Exercise instructions:
Each entry must be reproduced precisely as it stands.

Listed records:
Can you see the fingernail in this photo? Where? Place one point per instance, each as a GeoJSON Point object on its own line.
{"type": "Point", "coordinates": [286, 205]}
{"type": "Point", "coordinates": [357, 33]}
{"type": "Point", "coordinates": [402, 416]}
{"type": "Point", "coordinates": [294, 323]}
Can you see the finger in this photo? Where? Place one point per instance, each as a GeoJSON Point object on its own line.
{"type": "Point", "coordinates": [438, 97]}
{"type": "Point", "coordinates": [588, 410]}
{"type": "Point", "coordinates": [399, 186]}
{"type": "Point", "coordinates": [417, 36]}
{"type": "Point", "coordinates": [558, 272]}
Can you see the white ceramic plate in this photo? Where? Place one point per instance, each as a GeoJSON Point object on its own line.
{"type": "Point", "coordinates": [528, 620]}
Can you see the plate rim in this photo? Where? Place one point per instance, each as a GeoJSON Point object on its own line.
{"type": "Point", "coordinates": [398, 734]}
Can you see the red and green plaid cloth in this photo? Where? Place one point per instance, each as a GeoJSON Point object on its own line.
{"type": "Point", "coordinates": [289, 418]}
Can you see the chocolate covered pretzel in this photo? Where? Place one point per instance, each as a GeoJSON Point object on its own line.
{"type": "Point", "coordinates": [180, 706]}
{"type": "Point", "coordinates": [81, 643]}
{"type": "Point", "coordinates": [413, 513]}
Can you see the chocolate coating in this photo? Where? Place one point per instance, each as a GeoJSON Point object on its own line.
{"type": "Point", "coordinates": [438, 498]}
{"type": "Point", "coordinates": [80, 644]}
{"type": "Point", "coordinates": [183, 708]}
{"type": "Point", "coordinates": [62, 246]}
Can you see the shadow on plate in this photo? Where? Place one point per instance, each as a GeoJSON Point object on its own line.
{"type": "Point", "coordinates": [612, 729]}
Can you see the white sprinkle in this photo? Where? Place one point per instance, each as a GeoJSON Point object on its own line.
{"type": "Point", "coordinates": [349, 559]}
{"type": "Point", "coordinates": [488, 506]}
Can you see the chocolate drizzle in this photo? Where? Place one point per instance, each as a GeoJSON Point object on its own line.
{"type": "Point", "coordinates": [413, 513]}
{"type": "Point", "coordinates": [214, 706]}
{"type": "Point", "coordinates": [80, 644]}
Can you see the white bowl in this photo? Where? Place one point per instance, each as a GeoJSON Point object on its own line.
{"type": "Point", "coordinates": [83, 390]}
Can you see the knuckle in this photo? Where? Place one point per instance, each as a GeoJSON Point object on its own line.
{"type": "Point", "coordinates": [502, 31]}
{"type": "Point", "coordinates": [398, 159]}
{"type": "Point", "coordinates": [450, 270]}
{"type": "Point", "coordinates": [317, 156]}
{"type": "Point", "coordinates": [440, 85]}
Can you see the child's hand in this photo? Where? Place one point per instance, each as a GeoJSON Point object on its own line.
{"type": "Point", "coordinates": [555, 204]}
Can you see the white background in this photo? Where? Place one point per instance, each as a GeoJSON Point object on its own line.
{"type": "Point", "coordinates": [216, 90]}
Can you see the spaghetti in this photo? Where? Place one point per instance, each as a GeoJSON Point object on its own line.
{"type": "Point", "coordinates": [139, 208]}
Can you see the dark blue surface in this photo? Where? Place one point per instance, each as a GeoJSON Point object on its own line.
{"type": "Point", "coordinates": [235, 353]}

Exercise output:
Can you see the fingernail in this photo? Where? Place one point per instance, each as a GeoJSON Point object on its own line.
{"type": "Point", "coordinates": [286, 205]}
{"type": "Point", "coordinates": [357, 33]}
{"type": "Point", "coordinates": [402, 416]}
{"type": "Point", "coordinates": [294, 323]}
Can you see the finger in this photo? Where? Place one point per instance, each as a GeoJSON Point object on its own line.
{"type": "Point", "coordinates": [438, 97]}
{"type": "Point", "coordinates": [588, 410]}
{"type": "Point", "coordinates": [399, 186]}
{"type": "Point", "coordinates": [417, 36]}
{"type": "Point", "coordinates": [558, 272]}
Can you see the white ceramic plate in this photo? Where? Place one point per instance, each as a GeoJSON Point object on its own line.
{"type": "Point", "coordinates": [528, 620]}
Can you see the plate rim in this photo? Where? Place one point per instance, each as a GeoJSON Point object on its own line.
{"type": "Point", "coordinates": [398, 734]}
Can you see the red and green plaid cloth in this photo? Where? Place one point per instance, each as a GeoJSON Point object on its own line.
{"type": "Point", "coordinates": [289, 418]}
Can you see the chocolate covered pretzel in this photo? Where? Place one point per instance, each as a GeoJSON Point object on its own line.
{"type": "Point", "coordinates": [180, 706]}
{"type": "Point", "coordinates": [81, 643]}
{"type": "Point", "coordinates": [413, 513]}
Can you see the chocolate coating in this photo? Where? Place one point per instance, each as a GeoJSON Point object on its own line.
{"type": "Point", "coordinates": [438, 498]}
{"type": "Point", "coordinates": [80, 644]}
{"type": "Point", "coordinates": [183, 708]}
{"type": "Point", "coordinates": [62, 246]}
Can you see the shadow on plate in this photo? Where? Place one point per instance, each as a GeoJSON Point object on its own line.
{"type": "Point", "coordinates": [612, 729]}
Can you see the white sprinkle in this photo? Where? Place one point per instance, each as a GeoJSON Point object on its own line.
{"type": "Point", "coordinates": [349, 559]}
{"type": "Point", "coordinates": [488, 506]}
Can you see the chocolate drizzle in this photo? Where? Place one point per instance, each as a GeoJSON Point object on its own line.
{"type": "Point", "coordinates": [413, 513]}
{"type": "Point", "coordinates": [214, 706]}
{"type": "Point", "coordinates": [80, 644]}
Can you see the white bowl in this photo? Where? Place one point per instance, each as a GeoJSON Point object on its own line.
{"type": "Point", "coordinates": [83, 390]}
Can you see the knuckle in this photo? Where? Place one point per instance, each as a GeoJSON Point object on its own line.
{"type": "Point", "coordinates": [502, 31]}
{"type": "Point", "coordinates": [398, 159]}
{"type": "Point", "coordinates": [450, 270]}
{"type": "Point", "coordinates": [317, 156]}
{"type": "Point", "coordinates": [440, 85]}
Can you see the child's hand in this photo? Where? Place one point per instance, each as a GeoJSON Point object on its own line.
{"type": "Point", "coordinates": [555, 204]}
Can you see the white background in this photo? Where? Place one point per instance, each as a GeoJSON Point object on its own line.
{"type": "Point", "coordinates": [216, 90]}
Can you see the spaghetti in this photo? Where? Place one point per instance, each as a GeoJSON Point object on its own line.
{"type": "Point", "coordinates": [139, 208]}
Can you see the dark blue surface in this photo? Where? Place one point per instance, each as a GeoJSON Point object on its own line.
{"type": "Point", "coordinates": [235, 353]}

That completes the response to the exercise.